*** PASSAGE

The dollar doesn’t stretch as far as it used to when it comes to homebuying.
A San Diego homebuyer with a $3,000 monthly budget can afford a 931-square-foot home at today’s 6.7% mortgage rate, down from the 1,366-square-foot home the same buyer could afford a year ago when rates were still sitting near 3%, according to a new report.
The report from Redfin analyzed the median square footage of homes affordable on a $3,000 monthly budget, based on list prices, mortgage rates, and the supply of homes for sale on Sept. 29, 2022, versus Sept. 30, 2021.
A 435-square-foot difference in San Diego is the biggest of the 50 most populous U.S. metros for buyers with a $3,000 monthly budget.
Still, the sharp and sudden increase in mortgage rates to their highest level in 15 years is cutting into homebuyer budgets across the nation. High rates make everyone’s monthly housing payments significantly more expensive, especially because home-sale prices in most areas are still higher than they were a year ago.
“Soaring mortgage rates are throwing a wrench into prospective buyers’ plans,” said Redfin Senior Economist Sheharyar Bokhari. “Many would-be buyers are dropping out of the market because they can no longer afford the home they want, resulting in a dramatic dip in home sales."
"For buyers who need a home right now — and can still afford it — compromise is the name of the game," Bokhari added. "Some buyers will choose to sacrifice on location or move further away from the city center so they can get the space they want, while others will settle on a smaller home in their ideal location.”
Redfin economists say rising mortgage rates should theoretically cause home prices to fall enough to compensate for the additional monthly interest cost, which would mean buyers could afford the same-sized home. But while home prices have fallen from their 2022 peak in most metros, they haven’t fallen from a year ago anywhere except the Bay Area and a few other places. That’s mainly due to the lack of homes for sale.

******
*** PROVIDED DATA

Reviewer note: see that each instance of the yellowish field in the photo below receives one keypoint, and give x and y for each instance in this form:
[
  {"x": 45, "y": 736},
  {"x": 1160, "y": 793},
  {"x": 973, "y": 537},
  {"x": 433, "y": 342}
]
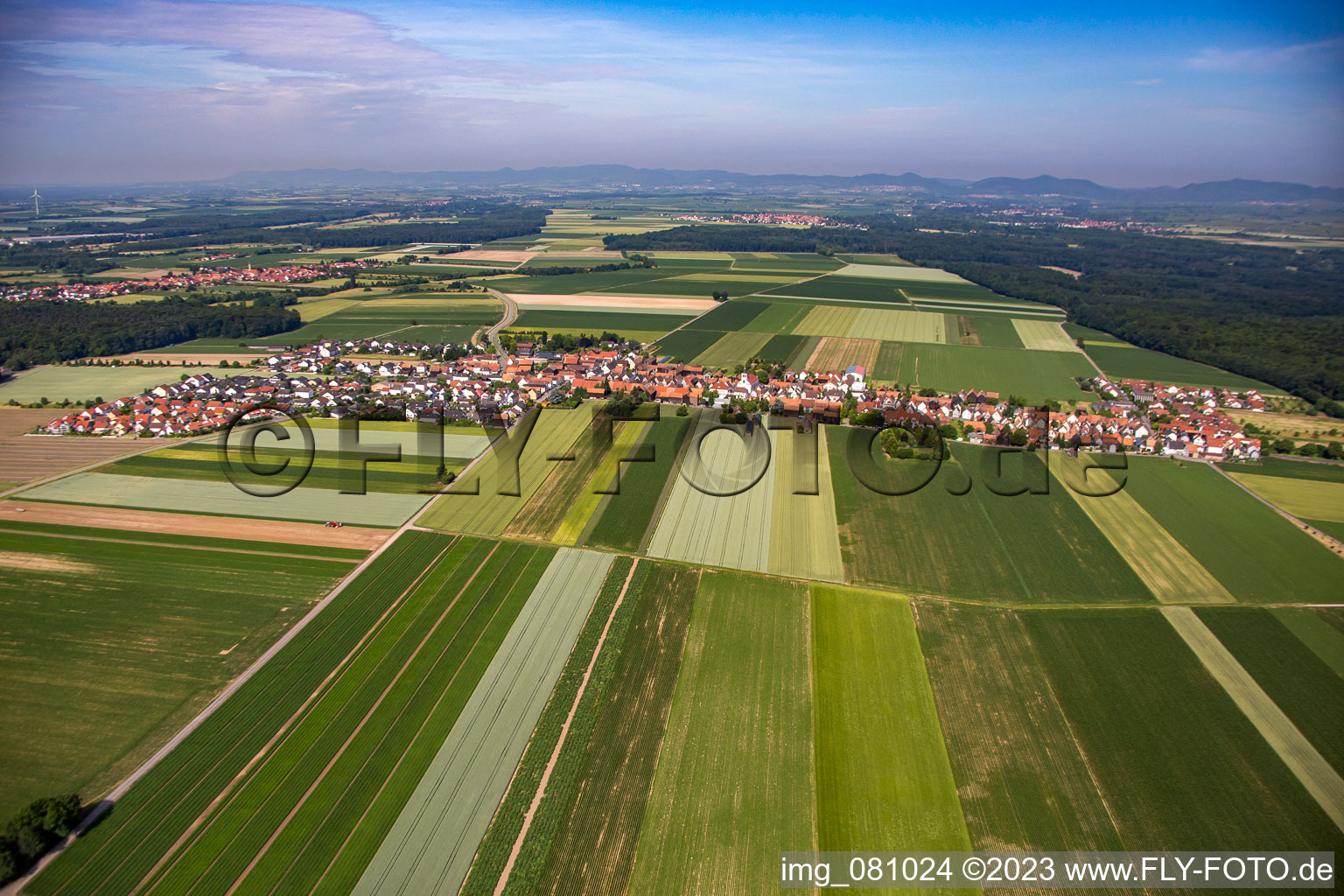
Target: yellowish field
[
  {"x": 804, "y": 537},
  {"x": 605, "y": 301},
  {"x": 1160, "y": 560},
  {"x": 1043, "y": 336},
  {"x": 900, "y": 326},
  {"x": 1306, "y": 499}
]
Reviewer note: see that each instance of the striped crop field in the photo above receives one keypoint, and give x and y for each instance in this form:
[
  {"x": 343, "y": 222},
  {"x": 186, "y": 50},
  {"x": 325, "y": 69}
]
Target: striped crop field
[
  {"x": 732, "y": 349},
  {"x": 152, "y": 818},
  {"x": 1043, "y": 336},
  {"x": 827, "y": 320},
  {"x": 880, "y": 760},
  {"x": 429, "y": 848},
  {"x": 718, "y": 512},
  {"x": 484, "y": 500},
  {"x": 223, "y": 499},
  {"x": 102, "y": 676},
  {"x": 734, "y": 782},
  {"x": 898, "y": 326}
]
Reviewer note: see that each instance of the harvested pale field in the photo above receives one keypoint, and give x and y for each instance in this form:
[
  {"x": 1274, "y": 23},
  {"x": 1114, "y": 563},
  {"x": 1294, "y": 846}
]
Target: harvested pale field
[
  {"x": 804, "y": 537},
  {"x": 605, "y": 301},
  {"x": 827, "y": 320},
  {"x": 719, "y": 509},
  {"x": 732, "y": 349},
  {"x": 1022, "y": 778},
  {"x": 276, "y": 534},
  {"x": 1304, "y": 499},
  {"x": 1306, "y": 762},
  {"x": 34, "y": 457},
  {"x": 58, "y": 383},
  {"x": 835, "y": 354},
  {"x": 197, "y": 496},
  {"x": 900, "y": 271},
  {"x": 880, "y": 760},
  {"x": 429, "y": 850},
  {"x": 1043, "y": 336},
  {"x": 486, "y": 499},
  {"x": 900, "y": 326},
  {"x": 17, "y": 421},
  {"x": 734, "y": 783},
  {"x": 1161, "y": 562}
]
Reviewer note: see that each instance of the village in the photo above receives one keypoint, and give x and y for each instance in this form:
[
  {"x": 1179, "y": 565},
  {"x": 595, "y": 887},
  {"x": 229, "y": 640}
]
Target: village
[
  {"x": 190, "y": 280},
  {"x": 451, "y": 383}
]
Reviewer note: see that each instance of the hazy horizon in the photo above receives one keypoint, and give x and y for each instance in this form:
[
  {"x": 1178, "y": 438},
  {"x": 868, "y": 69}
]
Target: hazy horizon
[{"x": 1135, "y": 95}]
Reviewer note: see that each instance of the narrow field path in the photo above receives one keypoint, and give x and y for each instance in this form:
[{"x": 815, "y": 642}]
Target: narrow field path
[{"x": 1303, "y": 760}]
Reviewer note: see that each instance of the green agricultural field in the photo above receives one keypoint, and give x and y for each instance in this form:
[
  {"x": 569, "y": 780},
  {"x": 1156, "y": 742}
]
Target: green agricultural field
[
  {"x": 594, "y": 844},
  {"x": 1176, "y": 762},
  {"x": 734, "y": 783},
  {"x": 1256, "y": 555},
  {"x": 223, "y": 499},
  {"x": 118, "y": 853},
  {"x": 58, "y": 383},
  {"x": 434, "y": 838},
  {"x": 718, "y": 512},
  {"x": 732, "y": 349},
  {"x": 396, "y": 316},
  {"x": 486, "y": 500},
  {"x": 1032, "y": 375},
  {"x": 978, "y": 546},
  {"x": 804, "y": 543},
  {"x": 597, "y": 321},
  {"x": 732, "y": 316},
  {"x": 1023, "y": 782},
  {"x": 93, "y": 704},
  {"x": 880, "y": 760},
  {"x": 1298, "y": 680},
  {"x": 624, "y": 519},
  {"x": 686, "y": 344}
]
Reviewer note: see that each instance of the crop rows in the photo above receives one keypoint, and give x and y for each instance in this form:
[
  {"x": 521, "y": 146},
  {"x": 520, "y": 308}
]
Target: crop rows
[
  {"x": 144, "y": 823},
  {"x": 504, "y": 830}
]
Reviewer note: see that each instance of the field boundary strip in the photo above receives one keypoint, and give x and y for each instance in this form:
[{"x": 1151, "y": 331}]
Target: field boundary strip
[
  {"x": 220, "y": 699},
  {"x": 1298, "y": 752}
]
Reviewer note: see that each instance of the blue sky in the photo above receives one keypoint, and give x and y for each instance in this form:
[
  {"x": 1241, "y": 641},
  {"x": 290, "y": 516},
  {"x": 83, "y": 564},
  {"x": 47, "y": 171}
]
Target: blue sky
[{"x": 1126, "y": 94}]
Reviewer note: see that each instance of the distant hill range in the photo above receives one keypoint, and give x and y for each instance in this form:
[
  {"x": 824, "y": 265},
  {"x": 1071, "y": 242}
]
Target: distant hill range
[{"x": 624, "y": 178}]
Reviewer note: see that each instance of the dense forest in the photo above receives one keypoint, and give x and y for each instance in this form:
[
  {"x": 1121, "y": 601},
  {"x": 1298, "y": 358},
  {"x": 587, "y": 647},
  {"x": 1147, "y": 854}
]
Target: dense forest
[
  {"x": 40, "y": 332},
  {"x": 1274, "y": 315}
]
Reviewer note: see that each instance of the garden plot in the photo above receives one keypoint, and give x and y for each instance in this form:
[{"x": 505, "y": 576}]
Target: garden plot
[{"x": 719, "y": 509}]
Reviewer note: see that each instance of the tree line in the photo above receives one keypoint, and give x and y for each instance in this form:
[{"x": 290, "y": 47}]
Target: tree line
[{"x": 1274, "y": 315}]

******

**SET EXERCISE**
Could you give the homebuying report again, word for word from start to finish? These lines have nothing to do with the homebuying report.

**RESULT FOR THIS TASK**
The dollar doesn’t stretch as far as it used to when it comes to homebuying.
A San Diego homebuyer with a $3,000 monthly budget can afford a 931-square-foot home at today’s 6.7% mortgage rate, down from the 1,366-square-foot home the same buyer could afford a year ago when rates were still sitting near 3%, according to a new report.
The report from Redfin analyzed the median square footage of homes affordable on a $3,000 monthly budget, based on list prices, mortgage rates, and the supply of homes for sale on Sept. 29, 2022, versus Sept. 30, 2021.
A 435-square-foot difference in San Diego is the biggest of the 50 most populous U.S. metros for buyers with a $3,000 monthly budget.
Still, the sharp and sudden increase in mortgage rates to their highest level in 15 years is cutting into homebuyer budgets across the nation. High rates make everyone’s monthly housing payments significantly more expensive, especially because home-sale prices in most areas are still higher than they were a year ago.
“Soaring mortgage rates are throwing a wrench into prospective buyers’ plans,” said Redfin Senior Economist Sheharyar Bokhari. “Many would-be buyers are dropping out of the market because they can no longer afford the home they want, resulting in a dramatic dip in home sales."
"For buyers who need a home right now — and can still afford it — compromise is the name of the game," Bokhari added. "Some buyers will choose to sacrifice on location or move further away from the city center so they can get the space they want, while others will settle on a smaller home in their ideal location.”
Redfin economists say rising mortgage rates should theoretically cause home prices to fall enough to compensate for the additional monthly interest cost, which would mean buyers could afford the same-sized home. But while home prices have fallen from their 2022 peak in most metros, they haven’t fallen from a year ago anywhere except the Bay Area and a few other places. That’s mainly due to the lack of homes for sale.